SHORT TASK 1 = Update part of the post on regret, between "Hide your struggles, weaknesses" and "emotionally heightened situation.", inclusive, with "help" replaced by "support".
SHORT TASK 2 = Do these statements agree with the post on regret? Answer yes or no for each, and quote the deciding words. (a) The writer describes herself as having always been the "good" girl. (b) The writer says her life is arranged with room for big regrets. (c) The writer says she actually has to go looking for trouble.

SOURCE =
How to do Something You’ll REALLY Regret   Leave a comment

Photo credit: Takras / Foter / CC BY-NCIf you’re old enough to read this post, then you have experienced the sting of regret.  The moment you say that thing you knew you shouldn’t, impossible to take back.  The things you failed to do and know you should have.  And for some,  the life-event kind of regrets that manage not only to shatter your life, but through the generations.  When life shifted for me, I found myself on what felt like shifting sand. It would have been easy to do many things I would regret.  I’ve always been the “good” girl, who made the “right” choices . . . and look how that turned out . . . at least that’s what I could have told myself.  So why not try things my way?  Why not do what many newly single moms do and go out partying and looking for someone to meet my needs?  Why not make some major life-changing decisions in the middle of my crisis? People would understand.   I was presented with the opportunity more than once, but not the chance.  My life isn’t arranged with room for big regrets and wrong choices.  I actually have to go looking for trouble.  It made me question, how do so many people “fall” into choices and end up doing things they regret? It’s almost like they go looking for trouble, or it comes looking for them.  How about those who seemed to have everything together, and then “BAM!”, a lifetime of regrets piled up in moments, spit decisions?   Here’s how it happened, and how you can find yourself there too:

Hide your struggles, weaknesses and addictions.

Refuse to ask for help.

Make major life decisions in the middle of a crisis or emotionally heightened situation.

DATASET RECORDS =

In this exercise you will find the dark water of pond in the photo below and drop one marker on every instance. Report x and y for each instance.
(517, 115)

* * *

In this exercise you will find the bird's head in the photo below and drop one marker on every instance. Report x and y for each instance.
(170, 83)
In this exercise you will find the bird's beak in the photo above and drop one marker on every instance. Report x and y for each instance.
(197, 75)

==

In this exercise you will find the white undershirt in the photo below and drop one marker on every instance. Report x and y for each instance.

FULL SOLUTION 1 =
Hide your struggles, weaknesses and addictions.

Refuse to ask for support.

Make major life decisions in the middle of a crisis or emotionally heightened situation.

FULL SOLUTION 2 =
(a) Yes: "I’ve always been the “good” girl, who made the “right” choices"
(b) No: "My life isn’t arranged with room for big regrets and wrong choices."
(c) Yes: "I actually have to go looking for trouble."